Source text.
###

Revision as of 20:30, January 2, 2007

Ecumenism is, principally, dialogue between Christian groups aimed at promoting the restoration of unity among all Christians through understanding, through mutual respect and toleration, and through practical cooperation in areas of common concern, such as care for the poor, sick, and needy.

Orthodox Christians were engaged in the foundation of the ecumenical movement from its inception. The primary basis for the Orthodox role in the ecumenical movement was a statement issued by the Ecumenical Patriarchate of Constantinople in 1920 entitled "Unto All the Churches of Christ Wheresoever They Be." A number of Orthodox churches were present at the initial founding conference of the World Council of Churches, and most have continued to participate in the life of the WCC, as well as in national and regional councils of churches.

Some Orthodox Christians have criticized participation in the ecumenical movement. They believe that ecumenical witness represents a concession to the "Branch Theory," which suggests that the various divisions in Christianity all represent branches of the same Church just as the branches of a tree are all integrally part of the same living tree. Under such a model, Orthodoxy would be defined not as exclusively the one, holy, catholic, and apostolic Church, but rather as a relatively small segment of the Church: one denomination among many. (However, this understanding of ecumenism is not supported by the agreements which define ecumenical structure, most notably the Toronto Declaration.)

###

Work to do.
1. Transcribe the entire passage on ecumenism with no changes.
2. Reproduce every one of the rows below word for word.

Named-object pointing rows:

###

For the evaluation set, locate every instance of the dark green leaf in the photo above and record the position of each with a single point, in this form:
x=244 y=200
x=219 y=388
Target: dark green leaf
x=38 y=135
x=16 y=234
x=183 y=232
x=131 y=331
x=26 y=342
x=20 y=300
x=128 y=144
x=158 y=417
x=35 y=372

###

Responses for each task.
1.
Revision as of 20:30, January 2, 2007

Ecumenism is, principally, dialogue between Christian groups aimed at promoting the restoration of unity among all Christians through understanding, through mutual respect and toleration, and through practical cooperation in areas of common concern, such as care for the poor, sick, and needy.

Orthodox Christians were engaged in the foundation of the ecumenical movement from its inception. The primary basis for the Orthodox role in the ecumenical movement was a statement issued by the Ecumenical Patriarchate of Constantinople in 1920 entitled "Unto All the Churches of Christ Wheresoever They Be." A number of Orthodox churches were present at the initial founding conference of the World Council of Churches, and most have continued to participate in the life of the WCC, as well as in national and regional councils of churches.

Some Orthodox Christians have criticized participation in the ecumenical movement. They believe that ecumenical witness represents a concession to the "Branch Theory," which suggests that the various divisions in Christianity all represent branches of the same Church just as the branches of a tree are all integrally part of the same living tree. Under such a model, Orthodoxy would be defined not as exclusively the one, holy, catholic, and apostolic Church, but rather as a relatively small segment of the Church: one denomination among many. (However, this understanding of ecumenism is not supported by the agreements which define ecumenical structure, most notably the Toronto Declaration.)

2.
For the evaluation set, locate every instance of the dark green leaf in the photo above and record the position of each with a single point, in this form:
x=244 y=200
x=219 y=388
Target: dark green leaf
x=38 y=135
x=16 y=234
x=183 y=232
x=131 y=331
x=26 y=342
x=20 y=300
x=128 y=144
x=158 y=417
x=35 y=372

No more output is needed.